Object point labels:
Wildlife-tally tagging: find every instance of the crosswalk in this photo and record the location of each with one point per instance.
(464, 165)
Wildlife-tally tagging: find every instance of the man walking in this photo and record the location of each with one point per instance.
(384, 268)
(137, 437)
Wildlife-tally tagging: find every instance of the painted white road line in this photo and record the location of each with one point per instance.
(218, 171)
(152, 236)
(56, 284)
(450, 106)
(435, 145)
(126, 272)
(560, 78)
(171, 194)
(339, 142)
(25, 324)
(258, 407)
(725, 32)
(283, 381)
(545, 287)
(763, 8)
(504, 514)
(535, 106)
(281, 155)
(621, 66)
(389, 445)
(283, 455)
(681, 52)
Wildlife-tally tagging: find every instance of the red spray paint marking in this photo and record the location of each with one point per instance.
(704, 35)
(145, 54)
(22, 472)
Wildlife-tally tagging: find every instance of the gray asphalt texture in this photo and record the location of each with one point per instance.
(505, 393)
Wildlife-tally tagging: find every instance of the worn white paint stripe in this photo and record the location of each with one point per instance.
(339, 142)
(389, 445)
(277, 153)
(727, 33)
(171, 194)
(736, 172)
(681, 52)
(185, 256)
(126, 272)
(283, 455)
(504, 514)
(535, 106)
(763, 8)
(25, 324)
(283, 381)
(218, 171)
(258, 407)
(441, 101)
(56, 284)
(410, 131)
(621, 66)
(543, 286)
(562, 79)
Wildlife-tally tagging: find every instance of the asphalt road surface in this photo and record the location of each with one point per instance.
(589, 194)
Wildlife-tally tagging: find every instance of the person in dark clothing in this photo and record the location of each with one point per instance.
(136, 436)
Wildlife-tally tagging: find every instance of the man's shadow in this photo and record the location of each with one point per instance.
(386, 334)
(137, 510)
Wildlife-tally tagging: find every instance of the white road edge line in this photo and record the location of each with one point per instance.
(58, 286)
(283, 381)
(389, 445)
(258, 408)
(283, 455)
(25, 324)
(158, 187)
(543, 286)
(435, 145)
--
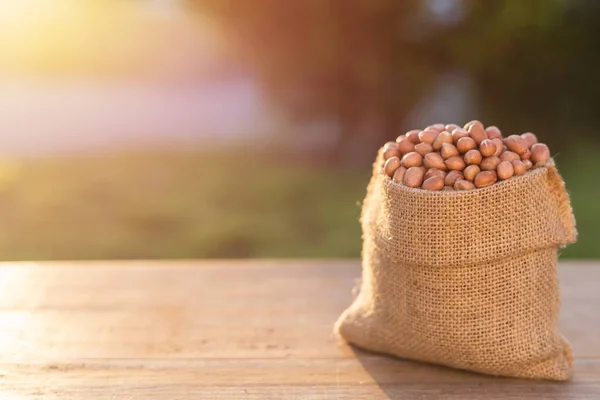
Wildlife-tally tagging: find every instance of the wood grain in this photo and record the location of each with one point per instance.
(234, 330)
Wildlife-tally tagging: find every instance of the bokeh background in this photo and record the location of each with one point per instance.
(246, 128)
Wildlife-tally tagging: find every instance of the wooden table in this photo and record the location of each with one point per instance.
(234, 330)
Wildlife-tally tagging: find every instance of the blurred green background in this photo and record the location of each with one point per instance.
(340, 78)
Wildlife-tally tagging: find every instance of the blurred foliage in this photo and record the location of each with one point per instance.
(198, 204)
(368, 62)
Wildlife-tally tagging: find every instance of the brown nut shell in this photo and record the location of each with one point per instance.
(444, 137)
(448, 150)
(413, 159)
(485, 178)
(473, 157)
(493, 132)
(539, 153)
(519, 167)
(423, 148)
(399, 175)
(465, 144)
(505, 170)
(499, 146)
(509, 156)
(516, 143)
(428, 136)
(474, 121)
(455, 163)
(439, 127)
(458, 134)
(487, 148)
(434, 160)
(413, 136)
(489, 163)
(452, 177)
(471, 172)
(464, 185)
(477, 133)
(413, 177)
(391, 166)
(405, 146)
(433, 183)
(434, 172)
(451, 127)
---
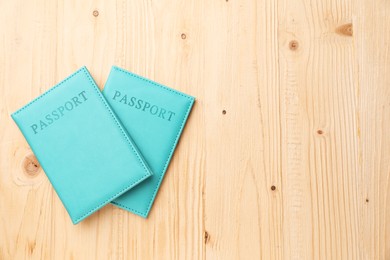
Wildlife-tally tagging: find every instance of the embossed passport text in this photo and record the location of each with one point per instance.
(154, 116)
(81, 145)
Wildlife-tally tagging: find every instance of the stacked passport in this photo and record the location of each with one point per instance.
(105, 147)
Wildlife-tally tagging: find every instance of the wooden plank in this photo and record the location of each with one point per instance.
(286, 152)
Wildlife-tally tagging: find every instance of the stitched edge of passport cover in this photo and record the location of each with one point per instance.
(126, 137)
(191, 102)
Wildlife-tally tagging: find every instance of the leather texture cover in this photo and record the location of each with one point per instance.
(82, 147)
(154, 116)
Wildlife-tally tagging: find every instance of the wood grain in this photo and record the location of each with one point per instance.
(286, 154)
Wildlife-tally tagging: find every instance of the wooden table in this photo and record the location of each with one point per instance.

◆ Exercise instructions: Give the number of rows in the entries above that contain the string "line". Reply with that number alone.

◆ Output for this exercise: 2